*TASK BRIEF:* In the ice-fishing forum thread, what date does icebucketjohn treat as a good start for the ice-fishing season in NE Ohio?

*TEXT SHOWN:*
# First Ice



## icebucketjohn (Dec 22, 2005)

I've always figured Dec 20th to be a good start for the ice-fishing season in NE Ohio. (In other words, if we have safe ice before Christmas, it's normally gonna be a good season for us icers)
*
As of Aug 15th, WE ONLY HAVE 127 DAYS TILL FIRST ICE!!*


----------



## Tin Guppy (Mar 20, 2007)

We got on the ice on Indian november 30 2 years ago. We can allwayes DREAM


----------



## ParmaBass (Apr 11, 2004)

Can't wait to see you out there John!


----------



## fish master (Dec 24, 2005)

126 more days till firts ice i'll be out there 12/23/10


----------



## Steelhead Fever (Dec 31, 2009)

cant wait!!!


----------



## foundationfisher (May 12, 2008)

can't get here soon enough. these 90 degrees are killin me.


----------



## hardwaterfan (Apr 6, 2004)

we'll be back on the ice before you know it..


----------



## CHOPIQ (Apr 6, 2004)

I remember that Guppy, but didn't we have a melt a week after that and had to wait over a month to get back on it?


----------



## Bischoff66 (May 25, 2007)

The conversion kit for my 522 is here just a matter of getting some ICE to use it on. Cant wait.


----------



## creekcrawler (Oct 5, 2004)

Hey John! Waiting to try out that shanty I bought off you.
Not in that big a rush yet though.


----------



## icebucketjohn (Dec 22, 2005)

That shanty should work real well for ya. You'll certainly feel the difference once you're setup and start wetting a line. Hope you catch buckets full.


----------



## creekcrawler (Oct 5, 2004)

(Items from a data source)
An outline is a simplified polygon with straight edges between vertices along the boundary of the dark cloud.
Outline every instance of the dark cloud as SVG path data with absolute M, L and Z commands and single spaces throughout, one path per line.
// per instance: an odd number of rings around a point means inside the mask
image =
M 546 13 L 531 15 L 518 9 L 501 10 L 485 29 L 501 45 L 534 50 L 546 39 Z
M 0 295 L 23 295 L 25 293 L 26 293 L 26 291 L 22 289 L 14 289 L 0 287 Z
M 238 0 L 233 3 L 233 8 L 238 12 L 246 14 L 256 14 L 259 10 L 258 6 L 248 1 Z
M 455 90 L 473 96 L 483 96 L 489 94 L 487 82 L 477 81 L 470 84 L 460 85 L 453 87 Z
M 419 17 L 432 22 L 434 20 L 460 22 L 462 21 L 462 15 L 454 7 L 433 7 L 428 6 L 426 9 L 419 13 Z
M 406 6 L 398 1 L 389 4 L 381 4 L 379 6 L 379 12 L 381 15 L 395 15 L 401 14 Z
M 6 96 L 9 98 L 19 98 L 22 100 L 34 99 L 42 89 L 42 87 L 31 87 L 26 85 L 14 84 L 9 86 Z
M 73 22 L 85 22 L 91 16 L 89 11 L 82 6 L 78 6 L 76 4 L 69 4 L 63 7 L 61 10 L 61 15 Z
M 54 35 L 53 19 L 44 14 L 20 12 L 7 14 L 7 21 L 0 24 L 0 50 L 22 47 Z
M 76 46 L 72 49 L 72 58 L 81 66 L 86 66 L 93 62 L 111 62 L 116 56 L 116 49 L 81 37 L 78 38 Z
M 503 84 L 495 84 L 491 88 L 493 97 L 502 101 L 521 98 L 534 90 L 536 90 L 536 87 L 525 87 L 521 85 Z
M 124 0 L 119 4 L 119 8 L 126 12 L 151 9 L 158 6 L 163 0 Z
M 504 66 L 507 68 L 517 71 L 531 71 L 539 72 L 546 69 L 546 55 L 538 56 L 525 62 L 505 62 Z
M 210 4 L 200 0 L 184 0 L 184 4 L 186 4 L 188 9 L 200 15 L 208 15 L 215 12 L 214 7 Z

*EXERCISE OUTPUT:* December 20th.